_WHAT TO PRODUCE_: Repeat all of the records verbatim.

─── SUPPLIED MATERIAL ───

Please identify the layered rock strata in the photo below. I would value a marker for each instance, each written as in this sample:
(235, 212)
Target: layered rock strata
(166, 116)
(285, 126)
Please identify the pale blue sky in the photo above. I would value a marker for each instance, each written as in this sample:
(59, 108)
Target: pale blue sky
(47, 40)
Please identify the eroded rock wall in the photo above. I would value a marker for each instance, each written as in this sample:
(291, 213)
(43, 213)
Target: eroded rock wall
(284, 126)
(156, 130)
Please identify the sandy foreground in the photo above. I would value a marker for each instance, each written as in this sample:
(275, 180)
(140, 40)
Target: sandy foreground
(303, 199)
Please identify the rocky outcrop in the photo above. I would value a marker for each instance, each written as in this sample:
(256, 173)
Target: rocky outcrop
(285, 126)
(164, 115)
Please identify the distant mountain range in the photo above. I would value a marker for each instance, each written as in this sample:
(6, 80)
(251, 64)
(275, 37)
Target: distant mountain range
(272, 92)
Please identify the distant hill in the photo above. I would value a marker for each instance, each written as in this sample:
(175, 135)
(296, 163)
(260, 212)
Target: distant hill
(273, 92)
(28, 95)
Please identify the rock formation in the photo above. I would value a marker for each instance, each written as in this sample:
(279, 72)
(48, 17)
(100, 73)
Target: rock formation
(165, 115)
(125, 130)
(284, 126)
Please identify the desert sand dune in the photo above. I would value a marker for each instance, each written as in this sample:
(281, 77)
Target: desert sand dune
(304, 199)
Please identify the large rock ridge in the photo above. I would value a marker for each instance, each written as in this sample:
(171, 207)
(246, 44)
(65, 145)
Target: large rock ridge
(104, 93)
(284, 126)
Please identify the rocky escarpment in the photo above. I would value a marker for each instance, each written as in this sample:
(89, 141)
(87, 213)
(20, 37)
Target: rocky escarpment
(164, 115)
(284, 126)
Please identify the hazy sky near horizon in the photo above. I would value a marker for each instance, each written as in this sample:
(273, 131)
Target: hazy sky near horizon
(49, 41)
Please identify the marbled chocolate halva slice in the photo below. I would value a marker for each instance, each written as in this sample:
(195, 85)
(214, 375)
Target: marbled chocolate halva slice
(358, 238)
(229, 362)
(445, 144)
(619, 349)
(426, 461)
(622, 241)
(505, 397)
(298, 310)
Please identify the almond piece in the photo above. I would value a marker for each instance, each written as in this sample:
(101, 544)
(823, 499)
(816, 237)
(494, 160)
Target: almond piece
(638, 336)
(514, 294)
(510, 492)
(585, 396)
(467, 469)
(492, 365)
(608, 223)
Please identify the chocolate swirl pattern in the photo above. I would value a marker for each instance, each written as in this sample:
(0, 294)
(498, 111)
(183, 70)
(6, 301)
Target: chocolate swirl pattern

───

_OUTPUT BELOW_:
Please identify the layered rock strata in the photo below. I would value a marker for each instance, each written as in this sample:
(235, 212)
Target: layered rock strata
(166, 116)
(285, 126)
Please identify the pale blue sky in the photo above. I would value a marker for each instance, each written as in this sample:
(59, 108)
Target: pale blue sky
(47, 40)
Please identify the eroded rock wall in the photo above. I would value a marker for each instance, each written as in this sample:
(291, 213)
(43, 213)
Target: eroded rock wall
(284, 126)
(156, 130)
Please identify the sandy foreground in the photo above. I would value a marker for each instance, each written as in this sample:
(275, 180)
(140, 40)
Target: sandy foreground
(303, 199)
Please identify the rocky outcrop in the photo above. I would value a marker for each instance, each written as in this sample:
(256, 173)
Target: rocky outcrop
(285, 126)
(164, 115)
Please identify the distant mountain range in the photo above. I would value a marker for each instance, each written as in this sample:
(6, 80)
(251, 64)
(275, 37)
Target: distant mountain range
(272, 92)
Please identify the distant hill in the photo above. I would value a marker for each instance, each written as in this sample:
(175, 135)
(296, 163)
(260, 212)
Target: distant hill
(273, 92)
(28, 95)
Please identify the rock formation in the photo above. I would value a marker for each instance, each written as in this sample:
(279, 72)
(48, 17)
(100, 73)
Target: rock formation
(165, 115)
(125, 130)
(284, 126)
Please identify the desert sand dune in the photo above. I would value a marker for each instance, each written as in this sample:
(281, 77)
Target: desert sand dune
(304, 199)
Please identify the large rock ridge in the photo above. I would value a marker for each instance, each written as in this sample:
(171, 207)
(246, 44)
(65, 145)
Target: large rock ridge
(104, 93)
(284, 126)
Please identify the rocky escarpment in the photo above. I would value a marker for each instance, each written as in this sample:
(89, 141)
(87, 213)
(20, 37)
Target: rocky escarpment
(164, 115)
(284, 126)
Please identify the hazy sky near horizon in the photo above. I would value a marker for each instance, each written as in this sample:
(273, 131)
Target: hazy sky near horizon
(49, 41)
Please identify the marbled chocolate halva slice in the photo below. I would value a marker for each instance, each written as in this sample:
(195, 85)
(214, 375)
Target: marbled chocolate halva slice
(358, 238)
(229, 362)
(445, 144)
(619, 349)
(426, 461)
(622, 241)
(505, 397)
(298, 310)
Please identify the almond piece in the photo above. I would value a marker for each instance, each written as in this sample:
(101, 544)
(823, 499)
(816, 237)
(494, 160)
Target: almond piece
(638, 336)
(514, 294)
(510, 492)
(585, 396)
(467, 469)
(492, 365)
(608, 223)
Please identify the chocolate swirl pattern in the photo above. I would value a marker for each instance, each written as in this sample:
(0, 294)
(498, 111)
(183, 70)
(6, 301)
Target: chocolate swirl pattern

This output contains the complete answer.